** YOUR TASK **
In the theory of knowledge guide excerpt below, which six subject areas are named as areas of knowledge?

** EXCERPT TO READ **
Theory of knowledge—guide

Preliminaries

TOK diagrams

The traditional TOK diagram

Figure 1

Teachers and students may find figure 1 useful as a pictorial representation of the TOK course.

Because the course is centred on student reflection and questioning, the diagram places the knower(s), as individuals and as groups, at the centre.

Surrounding the knower(s), four ways of knowing are identified, which permeate an exploration and interpretation of the world: the receipt of stimuli through sense perception, affected, perhaps, by an emotional and spiritual dimension labelled as emotion, formulated and expressed through language, and shaped by attempts, through reason, to seek order and clarity.

Within the perimeter, areas of knowledge are identified, which represent a classification of knowledge into subject areas, many of which the student pursues in the Diploma Programme. Six such subject areas are included: mathematics, natural sciences, human sciences, history, the arts, and ethics. No solid barrier, however, separates the ways of knowing and the areas of knowledge, because it can be maintained that the questions “How do I know?” (pertaining to ways of knowing) and “What do I know?” (pertaining to areas of knowledge) interact.

These three elements of the diagram correspond to three of the major divisions of the guide that follow: knowledge issues, knowers and knowing; ways of knowing; and areas of knowledge. Teachers may wish to structure their TOK courses accordingly.

** EXCERPTED RECORDS **
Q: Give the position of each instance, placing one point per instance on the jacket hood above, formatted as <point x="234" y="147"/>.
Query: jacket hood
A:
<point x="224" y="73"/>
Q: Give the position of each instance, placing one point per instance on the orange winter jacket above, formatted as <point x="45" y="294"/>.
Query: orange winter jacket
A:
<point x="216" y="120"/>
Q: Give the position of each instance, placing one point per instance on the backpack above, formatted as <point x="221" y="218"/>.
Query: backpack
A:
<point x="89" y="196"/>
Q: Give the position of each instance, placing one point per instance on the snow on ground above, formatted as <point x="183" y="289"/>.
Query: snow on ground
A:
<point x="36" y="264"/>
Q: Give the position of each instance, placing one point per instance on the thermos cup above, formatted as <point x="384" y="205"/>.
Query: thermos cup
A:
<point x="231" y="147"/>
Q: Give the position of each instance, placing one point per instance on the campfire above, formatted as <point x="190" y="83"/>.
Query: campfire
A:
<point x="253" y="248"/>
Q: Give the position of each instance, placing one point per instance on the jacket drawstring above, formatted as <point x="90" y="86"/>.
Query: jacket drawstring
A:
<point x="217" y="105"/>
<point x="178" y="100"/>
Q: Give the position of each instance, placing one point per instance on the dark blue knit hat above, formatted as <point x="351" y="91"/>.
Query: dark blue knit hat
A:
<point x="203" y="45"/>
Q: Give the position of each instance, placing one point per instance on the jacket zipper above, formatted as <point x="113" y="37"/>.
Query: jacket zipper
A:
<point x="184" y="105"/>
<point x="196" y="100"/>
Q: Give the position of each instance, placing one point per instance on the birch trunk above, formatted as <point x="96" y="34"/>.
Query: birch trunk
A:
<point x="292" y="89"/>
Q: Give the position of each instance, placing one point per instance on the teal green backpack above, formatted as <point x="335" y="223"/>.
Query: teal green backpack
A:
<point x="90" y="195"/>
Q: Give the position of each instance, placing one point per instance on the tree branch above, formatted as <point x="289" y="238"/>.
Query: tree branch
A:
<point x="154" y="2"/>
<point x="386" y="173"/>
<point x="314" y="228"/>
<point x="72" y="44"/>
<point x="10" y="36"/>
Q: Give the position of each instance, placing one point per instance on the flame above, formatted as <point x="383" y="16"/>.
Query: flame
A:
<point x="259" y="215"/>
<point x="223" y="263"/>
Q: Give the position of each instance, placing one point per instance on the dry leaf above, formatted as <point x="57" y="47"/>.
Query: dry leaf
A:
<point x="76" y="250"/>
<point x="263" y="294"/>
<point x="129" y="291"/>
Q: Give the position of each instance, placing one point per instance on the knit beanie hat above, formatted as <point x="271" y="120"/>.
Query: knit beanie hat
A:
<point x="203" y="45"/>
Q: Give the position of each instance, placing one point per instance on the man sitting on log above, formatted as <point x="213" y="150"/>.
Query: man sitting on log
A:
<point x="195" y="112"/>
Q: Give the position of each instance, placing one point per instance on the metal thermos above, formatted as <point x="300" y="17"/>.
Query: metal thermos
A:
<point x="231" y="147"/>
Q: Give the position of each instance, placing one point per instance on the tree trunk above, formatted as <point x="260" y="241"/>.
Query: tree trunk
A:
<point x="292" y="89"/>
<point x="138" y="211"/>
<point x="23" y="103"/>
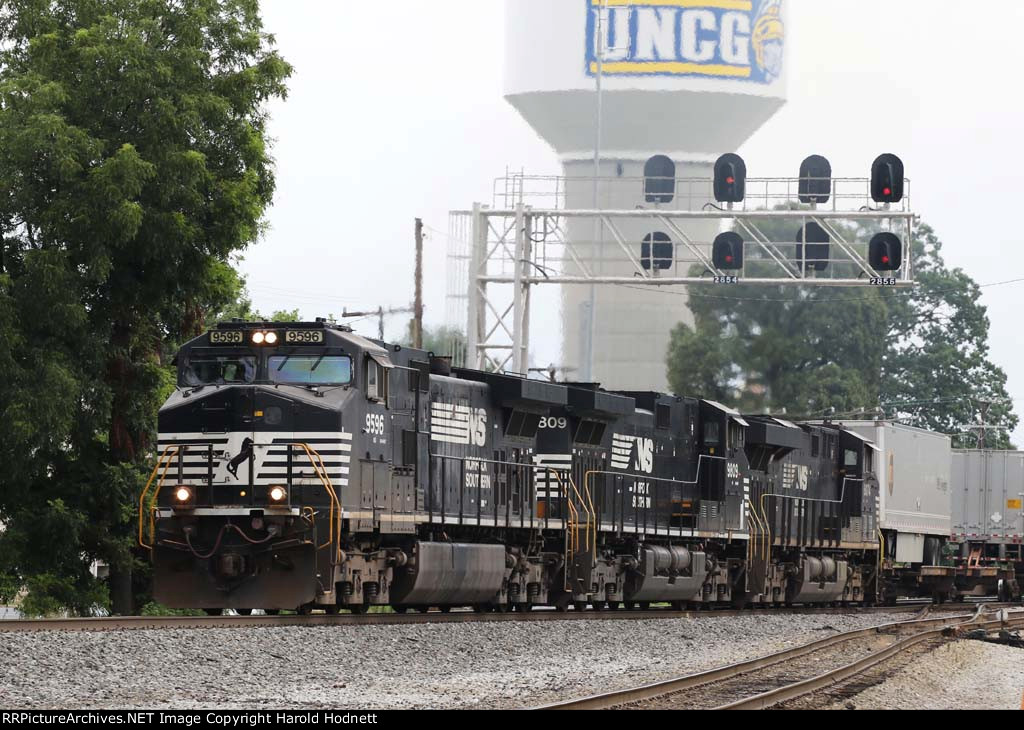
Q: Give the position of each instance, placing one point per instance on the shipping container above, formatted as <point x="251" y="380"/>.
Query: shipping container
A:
<point x="913" y="471"/>
<point x="988" y="489"/>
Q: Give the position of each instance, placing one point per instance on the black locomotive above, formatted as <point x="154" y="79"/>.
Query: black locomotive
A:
<point x="303" y="466"/>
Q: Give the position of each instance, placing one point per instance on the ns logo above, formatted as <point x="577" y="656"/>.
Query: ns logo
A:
<point x="633" y="452"/>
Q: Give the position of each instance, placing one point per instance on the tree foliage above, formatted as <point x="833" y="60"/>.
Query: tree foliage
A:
<point x="134" y="162"/>
<point x="920" y="356"/>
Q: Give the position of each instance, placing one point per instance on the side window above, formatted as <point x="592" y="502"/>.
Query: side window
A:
<point x="659" y="179"/>
<point x="712" y="435"/>
<point x="377" y="385"/>
<point x="735" y="435"/>
<point x="373" y="375"/>
<point x="664" y="417"/>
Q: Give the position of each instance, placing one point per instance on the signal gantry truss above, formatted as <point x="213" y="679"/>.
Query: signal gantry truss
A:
<point x="498" y="254"/>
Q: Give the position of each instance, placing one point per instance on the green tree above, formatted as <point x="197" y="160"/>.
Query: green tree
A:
<point x="134" y="162"/>
<point x="921" y="356"/>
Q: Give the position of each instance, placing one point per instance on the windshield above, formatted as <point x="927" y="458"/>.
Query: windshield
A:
<point x="218" y="370"/>
<point x="310" y="370"/>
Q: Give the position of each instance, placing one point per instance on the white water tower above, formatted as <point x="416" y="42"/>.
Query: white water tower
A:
<point x="682" y="82"/>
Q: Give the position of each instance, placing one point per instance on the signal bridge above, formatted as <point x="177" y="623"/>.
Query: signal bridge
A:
<point x="812" y="230"/>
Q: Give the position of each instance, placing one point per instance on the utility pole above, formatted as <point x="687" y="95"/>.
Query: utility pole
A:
<point x="587" y="356"/>
<point x="380" y="313"/>
<point x="552" y="372"/>
<point x="983" y="427"/>
<point x="418" y="304"/>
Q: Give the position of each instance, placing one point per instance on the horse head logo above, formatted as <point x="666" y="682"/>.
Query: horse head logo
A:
<point x="244" y="455"/>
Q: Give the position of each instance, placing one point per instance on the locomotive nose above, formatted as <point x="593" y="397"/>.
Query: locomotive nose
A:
<point x="231" y="565"/>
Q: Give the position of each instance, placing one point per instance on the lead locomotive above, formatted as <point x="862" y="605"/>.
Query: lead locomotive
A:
<point x="302" y="466"/>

** WRITTEN ANSWER **
Mathematics, natural sciences, human sciences, history, the arts, and ethics.